● WORK REQUIRED: Retype all the data word for word.

(Collected data entries)

◇ ◇ ◇ ◇ ◇ ◇ ◇

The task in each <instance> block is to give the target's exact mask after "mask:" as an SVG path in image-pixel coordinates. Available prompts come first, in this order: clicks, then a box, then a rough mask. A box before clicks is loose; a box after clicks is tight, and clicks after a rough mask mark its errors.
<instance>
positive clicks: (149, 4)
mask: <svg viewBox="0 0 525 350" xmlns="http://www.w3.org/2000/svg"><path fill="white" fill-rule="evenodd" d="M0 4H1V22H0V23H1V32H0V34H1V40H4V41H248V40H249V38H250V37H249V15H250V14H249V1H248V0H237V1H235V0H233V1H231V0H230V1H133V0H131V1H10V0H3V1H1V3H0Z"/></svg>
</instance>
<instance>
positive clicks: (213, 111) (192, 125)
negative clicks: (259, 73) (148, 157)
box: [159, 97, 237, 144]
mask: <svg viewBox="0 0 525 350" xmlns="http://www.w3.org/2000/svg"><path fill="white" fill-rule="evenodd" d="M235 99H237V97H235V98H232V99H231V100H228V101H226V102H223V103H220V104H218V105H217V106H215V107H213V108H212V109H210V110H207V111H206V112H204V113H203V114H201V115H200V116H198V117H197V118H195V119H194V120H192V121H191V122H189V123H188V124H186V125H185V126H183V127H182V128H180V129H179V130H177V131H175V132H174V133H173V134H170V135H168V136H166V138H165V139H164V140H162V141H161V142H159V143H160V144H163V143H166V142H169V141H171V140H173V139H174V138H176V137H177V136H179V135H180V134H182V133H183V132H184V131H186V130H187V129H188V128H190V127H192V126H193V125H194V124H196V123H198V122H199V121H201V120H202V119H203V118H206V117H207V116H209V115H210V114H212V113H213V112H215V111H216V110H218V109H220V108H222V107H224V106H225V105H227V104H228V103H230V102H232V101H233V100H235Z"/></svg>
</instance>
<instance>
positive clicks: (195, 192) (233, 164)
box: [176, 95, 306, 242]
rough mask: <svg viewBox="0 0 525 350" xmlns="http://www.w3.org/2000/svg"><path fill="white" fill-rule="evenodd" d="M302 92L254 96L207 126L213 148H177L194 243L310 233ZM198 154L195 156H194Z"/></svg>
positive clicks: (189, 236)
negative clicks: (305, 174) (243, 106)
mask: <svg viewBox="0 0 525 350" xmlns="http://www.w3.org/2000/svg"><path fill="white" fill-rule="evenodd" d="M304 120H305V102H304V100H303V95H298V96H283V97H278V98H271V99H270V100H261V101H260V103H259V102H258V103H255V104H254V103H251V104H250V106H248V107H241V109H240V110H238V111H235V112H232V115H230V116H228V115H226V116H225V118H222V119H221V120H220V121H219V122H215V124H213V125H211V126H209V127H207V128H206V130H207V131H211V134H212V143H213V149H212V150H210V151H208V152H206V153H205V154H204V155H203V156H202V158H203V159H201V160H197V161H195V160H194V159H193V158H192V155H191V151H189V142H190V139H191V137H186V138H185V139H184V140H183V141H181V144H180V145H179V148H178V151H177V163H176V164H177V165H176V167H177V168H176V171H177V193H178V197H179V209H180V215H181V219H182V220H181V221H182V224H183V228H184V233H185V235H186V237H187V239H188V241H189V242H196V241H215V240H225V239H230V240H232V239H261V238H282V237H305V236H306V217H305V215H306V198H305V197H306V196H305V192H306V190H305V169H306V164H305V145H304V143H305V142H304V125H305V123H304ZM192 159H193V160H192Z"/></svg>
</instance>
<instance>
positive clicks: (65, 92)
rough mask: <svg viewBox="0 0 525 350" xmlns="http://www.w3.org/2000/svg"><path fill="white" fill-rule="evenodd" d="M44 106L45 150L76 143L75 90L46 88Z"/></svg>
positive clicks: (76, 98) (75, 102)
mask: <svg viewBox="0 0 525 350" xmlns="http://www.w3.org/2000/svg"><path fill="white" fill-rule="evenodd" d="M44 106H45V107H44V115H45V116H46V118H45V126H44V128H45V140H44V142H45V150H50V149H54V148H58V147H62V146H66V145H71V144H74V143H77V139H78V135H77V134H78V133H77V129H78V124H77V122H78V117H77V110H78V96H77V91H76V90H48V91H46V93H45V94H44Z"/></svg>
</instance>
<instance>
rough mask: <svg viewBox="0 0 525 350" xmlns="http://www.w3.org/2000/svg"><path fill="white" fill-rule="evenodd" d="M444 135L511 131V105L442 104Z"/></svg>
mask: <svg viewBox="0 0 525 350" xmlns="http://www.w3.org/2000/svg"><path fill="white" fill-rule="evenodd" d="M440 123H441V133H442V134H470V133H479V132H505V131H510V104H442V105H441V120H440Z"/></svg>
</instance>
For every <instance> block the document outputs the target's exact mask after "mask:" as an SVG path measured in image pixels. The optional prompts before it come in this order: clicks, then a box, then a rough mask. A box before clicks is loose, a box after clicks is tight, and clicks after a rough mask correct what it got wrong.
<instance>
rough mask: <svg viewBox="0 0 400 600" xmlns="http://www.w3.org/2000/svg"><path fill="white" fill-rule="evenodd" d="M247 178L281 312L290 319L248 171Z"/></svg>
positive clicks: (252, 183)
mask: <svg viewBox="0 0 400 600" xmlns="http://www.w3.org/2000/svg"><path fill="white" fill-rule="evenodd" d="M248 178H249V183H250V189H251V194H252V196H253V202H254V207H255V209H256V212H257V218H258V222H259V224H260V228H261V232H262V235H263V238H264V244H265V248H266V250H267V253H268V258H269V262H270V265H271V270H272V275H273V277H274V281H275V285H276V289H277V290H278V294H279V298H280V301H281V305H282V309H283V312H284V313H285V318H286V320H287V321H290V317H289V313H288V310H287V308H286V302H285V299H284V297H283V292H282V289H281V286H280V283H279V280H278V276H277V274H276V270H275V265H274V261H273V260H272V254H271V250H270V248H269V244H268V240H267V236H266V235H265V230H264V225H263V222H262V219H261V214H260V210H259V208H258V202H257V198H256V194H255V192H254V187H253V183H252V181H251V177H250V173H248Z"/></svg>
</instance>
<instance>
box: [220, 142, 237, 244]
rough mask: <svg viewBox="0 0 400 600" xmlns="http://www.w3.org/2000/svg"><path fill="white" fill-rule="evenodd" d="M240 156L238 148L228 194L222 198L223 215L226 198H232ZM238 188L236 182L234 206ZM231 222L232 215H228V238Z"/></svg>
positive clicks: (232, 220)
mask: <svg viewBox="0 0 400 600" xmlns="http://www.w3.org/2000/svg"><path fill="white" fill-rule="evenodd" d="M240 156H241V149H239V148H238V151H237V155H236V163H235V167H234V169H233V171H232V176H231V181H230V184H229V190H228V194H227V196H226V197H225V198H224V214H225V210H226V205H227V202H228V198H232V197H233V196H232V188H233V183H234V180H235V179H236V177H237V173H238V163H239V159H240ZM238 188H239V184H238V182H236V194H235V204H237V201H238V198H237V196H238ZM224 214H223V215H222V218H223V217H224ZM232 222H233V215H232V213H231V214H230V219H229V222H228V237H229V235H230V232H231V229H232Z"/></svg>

◇ ◇ ◇ ◇ ◇ ◇ ◇

● WRITTEN RESPONSE:
The task in each <instance> block is to give the target's exact mask after "mask:" as an SVG path in image-pixel coordinates. Available prompts come first, in this order: clicks, then a box, then a rough mask. A box before clicks is loose; a box after clicks is tight, and clicks after a rough mask mark its errors.
<instance>
positive clicks: (149, 4)
mask: <svg viewBox="0 0 525 350" xmlns="http://www.w3.org/2000/svg"><path fill="white" fill-rule="evenodd" d="M0 4H1V22H0V23H1V32H0V34H1V40H4V41H248V40H249V38H250V37H249V15H250V14H249V1H248V0H237V1H235V0H233V1H231V0H230V1H133V0H131V1H10V0H3V1H1V3H0Z"/></svg>
</instance>
<instance>
positive clicks: (213, 111) (192, 125)
negative clicks: (259, 73) (148, 157)
box: [159, 97, 237, 144]
mask: <svg viewBox="0 0 525 350" xmlns="http://www.w3.org/2000/svg"><path fill="white" fill-rule="evenodd" d="M235 99H237V97H235V98H232V99H231V100H228V101H226V102H223V103H220V104H218V105H217V106H215V107H213V108H212V109H210V110H207V111H206V112H204V113H203V114H201V115H200V116H198V117H197V118H195V119H194V120H192V121H191V122H189V123H188V124H186V125H185V126H183V127H182V128H180V129H179V130H177V131H175V132H174V133H173V134H170V135H168V136H166V138H165V139H164V140H162V141H161V142H159V143H160V144H163V143H166V142H169V141H171V140H173V139H174V138H176V137H177V136H179V135H180V134H182V133H183V132H184V131H186V130H187V129H188V128H190V127H192V126H193V125H194V124H196V123H198V122H199V121H201V120H202V119H203V118H206V117H207V116H209V115H210V114H212V113H213V112H215V111H216V110H218V109H220V108H222V107H224V106H225V105H227V104H228V103H230V102H232V101H233V100H235Z"/></svg>
</instance>
<instance>
positive clicks: (195, 192) (233, 164)
box: [176, 95, 306, 242]
rough mask: <svg viewBox="0 0 525 350" xmlns="http://www.w3.org/2000/svg"><path fill="white" fill-rule="evenodd" d="M302 92L254 96L207 126L213 148H177L194 243L310 233ZM198 154L195 156H194Z"/></svg>
positive clicks: (189, 236)
negative clicks: (305, 174) (243, 106)
mask: <svg viewBox="0 0 525 350" xmlns="http://www.w3.org/2000/svg"><path fill="white" fill-rule="evenodd" d="M304 120H305V102H304V100H303V95H298V96H283V97H278V98H271V99H270V100H261V101H260V103H259V102H258V103H255V104H254V103H251V104H250V106H248V107H241V109H240V110H238V111H235V112H232V115H230V116H228V115H226V116H225V118H222V119H221V120H220V121H219V122H215V124H213V125H211V126H209V127H207V128H206V130H207V131H211V134H212V143H213V149H212V150H210V151H208V152H206V153H205V154H204V155H203V156H202V158H203V159H201V160H197V161H195V160H194V159H193V158H192V155H191V151H189V142H190V139H191V137H186V138H185V139H184V140H183V141H181V144H180V145H179V148H178V151H177V163H176V164H177V165H176V167H177V168H176V171H177V193H178V197H179V209H180V215H181V219H182V220H181V221H182V224H183V228H184V233H185V235H186V237H187V239H188V241H189V242H196V241H215V240H225V239H230V240H232V239H261V238H282V237H305V236H306V217H305V215H306V198H305V197H306V196H305V192H306V190H305V169H306V164H305V145H304V143H305V142H304V125H305V123H304ZM192 159H193V160H192Z"/></svg>
</instance>
<instance>
positive clicks: (65, 92)
rough mask: <svg viewBox="0 0 525 350" xmlns="http://www.w3.org/2000/svg"><path fill="white" fill-rule="evenodd" d="M44 106L45 150L76 143L75 90L46 88Z"/></svg>
positive clicks: (76, 98) (75, 102)
mask: <svg viewBox="0 0 525 350" xmlns="http://www.w3.org/2000/svg"><path fill="white" fill-rule="evenodd" d="M44 106H45V107H44V115H45V116H46V118H45V126H44V128H45V140H44V142H45V150H50V149H54V148H58V147H62V146H66V145H71V144H74V143H77V139H78V135H77V134H78V133H77V129H78V124H77V122H78V117H77V110H78V96H77V91H76V90H48V91H46V93H45V94H44Z"/></svg>
</instance>
<instance>
rough mask: <svg viewBox="0 0 525 350" xmlns="http://www.w3.org/2000/svg"><path fill="white" fill-rule="evenodd" d="M444 135L511 131V105L442 104Z"/></svg>
mask: <svg viewBox="0 0 525 350" xmlns="http://www.w3.org/2000/svg"><path fill="white" fill-rule="evenodd" d="M440 123H441V133H442V134H470V133H479V132H505V131H510V104H442V105H441V120H440Z"/></svg>
</instance>
For every <instance> block the document outputs the target's exact mask after "mask:" as an SVG path measured in image pixels. The optional prompts before it come in this order: clicks, then a box, then a rough mask. A box before clicks is loose, a box after clicks is tight, and clicks after a rough mask correct what it got wrong.
<instance>
rough mask: <svg viewBox="0 0 400 600" xmlns="http://www.w3.org/2000/svg"><path fill="white" fill-rule="evenodd" d="M247 178L281 312L290 319L248 171Z"/></svg>
positive clicks: (252, 183)
mask: <svg viewBox="0 0 400 600" xmlns="http://www.w3.org/2000/svg"><path fill="white" fill-rule="evenodd" d="M248 178H249V183H250V189H251V194H252V196H253V202H254V207H255V209H256V212H257V218H258V222H259V224H260V228H261V232H262V235H263V238H264V244H265V248H266V250H267V253H268V258H269V262H270V265H271V270H272V275H273V277H274V281H275V285H276V289H277V290H278V294H279V298H280V301H281V305H282V309H283V312H284V313H285V318H286V320H287V321H290V317H289V313H288V310H287V308H286V302H285V299H284V297H283V292H282V289H281V286H280V283H279V280H278V276H277V274H276V270H275V265H274V261H273V260H272V254H271V250H270V248H269V244H268V240H267V236H266V235H265V230H264V225H263V222H262V219H261V214H260V210H259V208H258V202H257V198H256V194H255V192H254V187H253V183H252V181H251V177H250V173H248Z"/></svg>
</instance>
<instance>
box: [220, 142, 237, 244]
rough mask: <svg viewBox="0 0 400 600" xmlns="http://www.w3.org/2000/svg"><path fill="white" fill-rule="evenodd" d="M240 156L238 148L228 194L222 198L223 215L226 198H232ZM238 188L236 182L234 206ZM231 222L232 215H228V238Z"/></svg>
positive clicks: (232, 220)
mask: <svg viewBox="0 0 400 600" xmlns="http://www.w3.org/2000/svg"><path fill="white" fill-rule="evenodd" d="M240 156H241V149H239V148H238V151H237V155H236V163H235V167H234V169H233V171H232V176H231V181H230V184H229V190H228V194H227V196H226V197H225V198H224V214H225V210H226V205H227V202H228V198H232V197H233V196H232V188H233V183H234V180H235V179H236V177H237V173H238V163H239V159H240ZM238 188H239V184H238V182H236V194H235V204H237V201H238V198H237V196H238ZM224 214H223V215H222V218H223V217H224ZM232 222H233V215H232V213H231V214H230V219H229V222H228V237H229V235H230V232H231V229H232Z"/></svg>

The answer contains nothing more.